Prompt
In the passage on hydrogen below, check each statement and mark it yes or no, quoting the words that decide it: (a) The 2022 forecast expected 80 GW of solar and wind power to go to green hydrogen in 2027. (b) Most of the announced green hydrogen projects have passed the Final Investment Decision stage. (c) Falling electrolyzer costs have made green hydrogen projects easier.

The International Energy Agency has to admit that the development of the global hydrogen industry is not going according to the scenario the agency had hoped for. According to the 2022 forecast, 80 GW of solar and wind electricity is supposed to be used to produce green hydrogen in 2027. In the new forecast, the agency has lowered this figure to 75 GW, moving it to the end of 2028. One GW of electricity can produce approximately 150,000 tons of green hydrogen. But there is no certainty that this scenario will be implemented in practice either.

The global large-scale production of low-emission hydrogen has been in the “crouch start” stage for years, but is still unable to truly launch. The preferences that governments give to pure hydrogen producers in Europe and the USA don’t help either. A common problem is the cost of low-emission hydrogen and the unwillingness of customers to pay a high price for it. High interest rates and the rising cost of electrolyzers have added to the obstacles that green hydrogen projects face. The projects announced by the developers, with the 2030 deadline, should utilize 360 GW of renewable electricity capacity. However, only a small part of green hydrogen projects (4% of the declared capacity), has now passed the Final Investment Decision stage.

Data shown
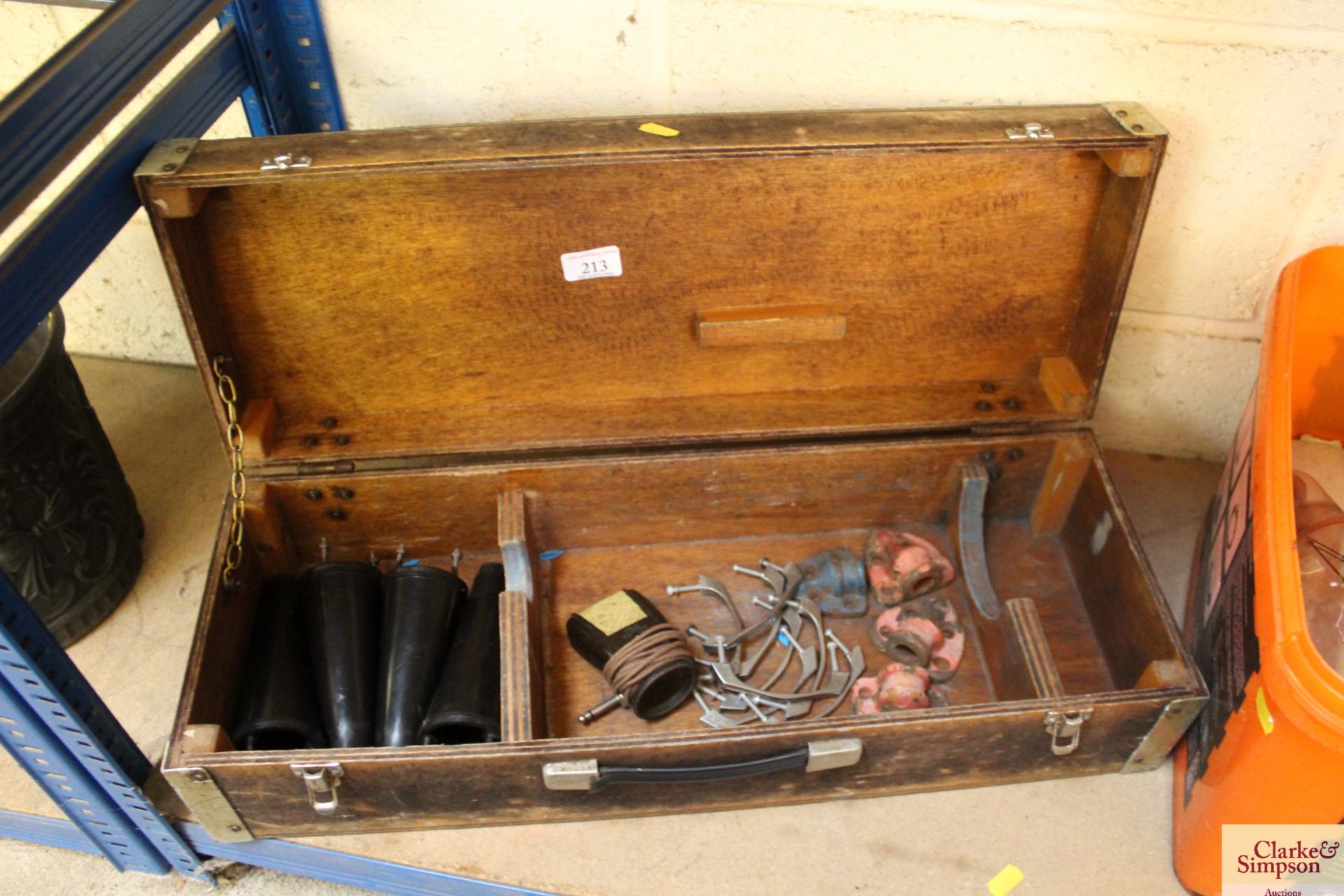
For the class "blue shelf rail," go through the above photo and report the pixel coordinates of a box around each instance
[0,0,389,893]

Problem solution
(a) Yes: "According to the 2022 forecast, 80 GW of solar and wind electricity is supposed to be used to produce green hydrogen in 2027."
(b) No: "only a small part of green hydrogen projects (4% of the declared capacity), has now passed the Final Investment Decision stage."
(c) No: "High interest rates and the rising cost of electrolyzers have added to the obstacles that green hydrogen projects face."